Give these rows again with "printed on one line" swapped for "written on a single line" wherever it occurs and nothing else altered. Leave the pictures out.

### Dataset records

--- START ---

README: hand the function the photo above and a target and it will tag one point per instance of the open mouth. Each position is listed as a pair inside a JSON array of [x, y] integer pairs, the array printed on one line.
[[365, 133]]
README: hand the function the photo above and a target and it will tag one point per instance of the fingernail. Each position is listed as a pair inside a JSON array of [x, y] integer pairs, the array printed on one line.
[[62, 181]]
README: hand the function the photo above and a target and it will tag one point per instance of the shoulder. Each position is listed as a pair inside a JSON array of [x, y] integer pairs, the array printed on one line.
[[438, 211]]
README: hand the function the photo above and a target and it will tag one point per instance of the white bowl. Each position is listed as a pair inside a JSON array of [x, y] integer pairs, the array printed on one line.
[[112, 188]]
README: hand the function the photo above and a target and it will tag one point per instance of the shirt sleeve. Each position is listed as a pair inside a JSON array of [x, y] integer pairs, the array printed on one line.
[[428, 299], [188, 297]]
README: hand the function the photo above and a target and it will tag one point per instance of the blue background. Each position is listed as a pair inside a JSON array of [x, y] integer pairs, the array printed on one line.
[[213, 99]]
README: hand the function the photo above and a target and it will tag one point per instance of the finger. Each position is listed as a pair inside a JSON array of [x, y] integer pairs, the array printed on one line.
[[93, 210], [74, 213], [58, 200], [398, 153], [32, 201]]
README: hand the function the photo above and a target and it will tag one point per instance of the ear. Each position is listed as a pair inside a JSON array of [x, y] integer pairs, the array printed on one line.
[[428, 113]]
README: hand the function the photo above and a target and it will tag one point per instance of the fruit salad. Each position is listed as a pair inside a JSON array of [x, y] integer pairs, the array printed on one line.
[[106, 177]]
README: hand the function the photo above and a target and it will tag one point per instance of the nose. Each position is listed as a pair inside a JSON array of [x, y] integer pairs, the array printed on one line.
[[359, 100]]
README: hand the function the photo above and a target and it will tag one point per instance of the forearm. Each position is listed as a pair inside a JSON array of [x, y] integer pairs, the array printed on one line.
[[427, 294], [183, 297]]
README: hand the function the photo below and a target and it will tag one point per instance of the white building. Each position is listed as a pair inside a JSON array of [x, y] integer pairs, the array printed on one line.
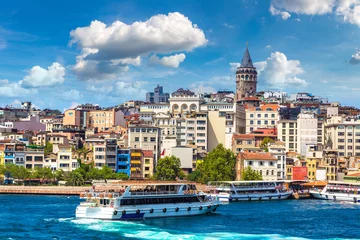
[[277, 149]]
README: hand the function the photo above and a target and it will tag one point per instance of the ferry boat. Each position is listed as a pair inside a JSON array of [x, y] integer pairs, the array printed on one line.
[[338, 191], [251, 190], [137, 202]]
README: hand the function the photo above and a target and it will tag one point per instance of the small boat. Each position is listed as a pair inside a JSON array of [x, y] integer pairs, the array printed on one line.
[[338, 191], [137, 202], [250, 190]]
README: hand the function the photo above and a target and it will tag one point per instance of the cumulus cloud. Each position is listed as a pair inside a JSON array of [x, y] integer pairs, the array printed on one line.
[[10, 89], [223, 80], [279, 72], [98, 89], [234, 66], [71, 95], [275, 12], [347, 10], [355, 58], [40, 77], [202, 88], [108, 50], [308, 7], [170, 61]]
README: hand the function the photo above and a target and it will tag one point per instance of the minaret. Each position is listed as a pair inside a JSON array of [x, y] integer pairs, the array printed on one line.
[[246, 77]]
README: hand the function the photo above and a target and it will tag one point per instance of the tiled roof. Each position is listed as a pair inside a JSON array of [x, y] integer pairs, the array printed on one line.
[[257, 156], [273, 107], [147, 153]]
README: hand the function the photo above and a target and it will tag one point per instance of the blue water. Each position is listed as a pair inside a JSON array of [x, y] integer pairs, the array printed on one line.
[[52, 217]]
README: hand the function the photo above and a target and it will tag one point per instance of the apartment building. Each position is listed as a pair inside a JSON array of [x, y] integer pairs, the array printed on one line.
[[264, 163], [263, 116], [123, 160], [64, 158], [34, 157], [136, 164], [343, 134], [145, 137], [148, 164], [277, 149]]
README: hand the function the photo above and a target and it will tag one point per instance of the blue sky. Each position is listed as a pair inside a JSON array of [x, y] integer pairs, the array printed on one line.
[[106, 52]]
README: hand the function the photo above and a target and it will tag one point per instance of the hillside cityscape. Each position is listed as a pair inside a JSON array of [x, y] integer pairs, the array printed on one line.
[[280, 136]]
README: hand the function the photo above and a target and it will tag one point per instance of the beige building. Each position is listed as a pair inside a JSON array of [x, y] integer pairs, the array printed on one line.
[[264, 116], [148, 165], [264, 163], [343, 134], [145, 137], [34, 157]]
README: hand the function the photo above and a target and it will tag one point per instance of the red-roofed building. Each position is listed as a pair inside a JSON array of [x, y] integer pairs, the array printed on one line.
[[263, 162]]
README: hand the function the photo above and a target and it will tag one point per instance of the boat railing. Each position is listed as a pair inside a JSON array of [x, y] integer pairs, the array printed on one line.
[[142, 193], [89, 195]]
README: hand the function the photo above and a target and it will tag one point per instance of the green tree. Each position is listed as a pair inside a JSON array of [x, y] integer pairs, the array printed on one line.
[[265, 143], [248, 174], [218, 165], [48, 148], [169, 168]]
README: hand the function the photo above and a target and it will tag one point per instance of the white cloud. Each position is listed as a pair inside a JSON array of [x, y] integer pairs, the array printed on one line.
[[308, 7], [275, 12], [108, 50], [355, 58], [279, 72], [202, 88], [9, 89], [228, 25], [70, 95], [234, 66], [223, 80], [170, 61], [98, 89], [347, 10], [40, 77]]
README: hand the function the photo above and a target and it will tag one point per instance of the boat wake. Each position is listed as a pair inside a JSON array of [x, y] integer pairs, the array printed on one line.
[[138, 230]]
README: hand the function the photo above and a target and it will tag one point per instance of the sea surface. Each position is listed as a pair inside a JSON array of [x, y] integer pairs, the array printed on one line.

--- END ---

### Final answer
README: hand the function the photo above and a target and it will tag one point per instance of the open mouth. Each position is listed as a pair inside a JSON array of [x, y] integer pairs, the array written on a single line.
[[365, 133]]
README: hand the function the photo above and a target and it will tag one point per instance of the fingernail. Each position is listed as a pair inside a JSON array of [x, y] integer pairs, the array written on a single line.
[[62, 181]]
README: hand the function the photo above and a target and it will tag one point per instance of the shoulder. Each position is listed as a pair inside a JSON array of [x, y] integer pairs, the array written on a single line.
[[438, 211]]
README: hand the function the photo above and a target and it will tag one point per instance of the white bowl. Each position is listed as a pair inside a JSON array of [x, y] integer pairs, the array written on a single line.
[[112, 188]]
README: hand the function the photo above and a target and it will tag one point per instance of the shirt sleeve. Each position is listed as a pair inside a JSON array of [x, y] integer pairs, the array written on a single line.
[[428, 299], [188, 297]]
README: hand the function the photo above and a target and it will tag one point per instance of the blue background. Each position is listed as a pair inside a JSON array of [x, y] integer pairs, the array written on a single line.
[[213, 99]]
README: hand the function the photo above and a target and it will tag one point per instance of the finger. Each position is listed as a pair inside a JSON array of [x, y] integer pairs, the array written on a single line.
[[93, 210], [74, 213], [58, 200], [398, 153], [32, 201]]
README: hand the function the photo above and a target and it will tag one point per instance of the ear. Each position is listed as a pair inside a JSON array of [x, y] integer pairs, the array written on a single line.
[[428, 113]]
README: hand the function the photo above and a target and it will tag one point per instance of the fruit salad. Each position is listed as a pair inside a JSON array of [x, y] integer pairs, the array written on a single line.
[[106, 177]]
README: hand the function the photo above and a target and it will tag one point per instance of the nose. Each position is listed as a pair inside a JSON array of [x, y] integer pairs, the array written on a single line.
[[359, 100]]
README: hand the function the photo above and a target and it will tag one point per instance of the forearm. Each position is listed as a pair inside a JSON array of [x, y] integer pairs, the array written on a single line.
[[427, 294], [183, 297]]
README: hand the function the photo below and a target and it will tag one point per instance of the white building. Each position is listed as a pair inside a JSON array of [x, y] integer pairs, the array written on a single line.
[[277, 149]]
README: hand the function the photo above and a target and it will tag one point per instance of the ferry boat. Each position is listed as a pair inside a JSON array of [x, y] integer pairs, the array written on a single line.
[[338, 191], [251, 190], [137, 202]]
README: hand the function the photo above and a target and it will tag one point per instance of the small boat. Each position is listed as a pair inside a JSON array of [x, y] integer pairs, the array written on a single line.
[[338, 191], [137, 202], [250, 190]]
README: hand the function the photo above and a target and it will tag one point per instance of the cumulus cloud. Each position is listed as a pair inside a JSON array of [x, y] integer pairs, the array written on a single line.
[[10, 89], [223, 80], [279, 72], [98, 89], [234, 66], [71, 95], [275, 12], [347, 10], [355, 58], [40, 77], [202, 88], [108, 50], [308, 7], [170, 61]]
README: hand the function the photo above and a target and it will tag one point per instance of the minaret. Each position is listed as a pair inside a JSON array of [x, y] integer pairs, the array written on a single line.
[[246, 77]]
README: hand the function the photo above and a target and it will tag one point per instance of the tiled roof. Each position is listed as a pair inside a JSON array of [x, y] integer pairs, the array written on a single line.
[[257, 156], [273, 107], [147, 153]]
README: hand the function the photo above and a target and it will tag one point per instance of the blue water. Each position is listed as a pair inside a JSON array of [x, y] integer pairs, the array written on a single line.
[[52, 217]]
README: hand the function the photo above and a target and it will tag one point per instance of the apartment building. Each position is listed as a pair inside a JSON array of [x, y] integer pairs, the array written on a single line.
[[264, 163], [263, 116], [123, 160], [64, 158], [34, 157], [136, 164], [343, 134], [145, 137], [148, 164], [277, 149]]
README: hand the function the photo above and a target and it will tag one point per instance of the blue sky. Each position is listed as a pair inside a JSON array of [x, y] integer pairs, the array written on a single line.
[[106, 52]]
README: hand the function the photo above and a target and it will tag one point per instance of the hillside cityscape. Each position is listed as a pair inside a JSON array of [x, y] integer pairs, the array written on a single line.
[[280, 136]]
README: hand the function the photo above and a target and it will tag one point per instance of the beige building. Each position is listed as a pair inside a JSON array of [x, y] integer pairs, the array written on a single line.
[[264, 116], [148, 165], [264, 163], [343, 134], [145, 137], [34, 157]]
README: hand the function the photo above and a target and it will tag one point per instance of the red-roofed building. Each position is listed as a pair inside a JSON array of [x, y] integer pairs, the array written on a single line.
[[263, 162]]
README: hand the function the photo above and a target and it will tag one point per instance of the boat railing. Each position is listed as a pair inside a JSON array of [x, y] integer pairs, the array written on a single line.
[[142, 193], [89, 195]]
README: hand the function the photo above and a target and it will tag one point per instance of the green tree. Each position is listed as a pair inside a JSON array of [x, y] integer pairs, the array written on a single line.
[[265, 143], [248, 174], [218, 165], [48, 148], [169, 168]]
README: hand the function the photo above and a target and it will tag one point per instance of the white cloud. Each position is listed as a pair inside a JSON array of [x, y] integer pairs, the array written on a single line.
[[308, 7], [275, 12], [108, 50], [355, 58], [279, 72], [202, 88], [9, 89], [228, 25], [70, 95], [234, 66], [223, 80], [170, 61], [98, 89], [347, 10], [40, 77]]
README: hand the function the photo above and a target and it will tag one point per instance of the boat wake. Each position is listed as a pair inside a JSON array of [x, y] integer pairs, the array written on a single line.
[[138, 230]]
README: hand the function the photo above and a target and it will tag one point per instance of the sea surface. Each position is listed as a pair inside a JSON array of [x, y] integer pairs, the array written on a single line.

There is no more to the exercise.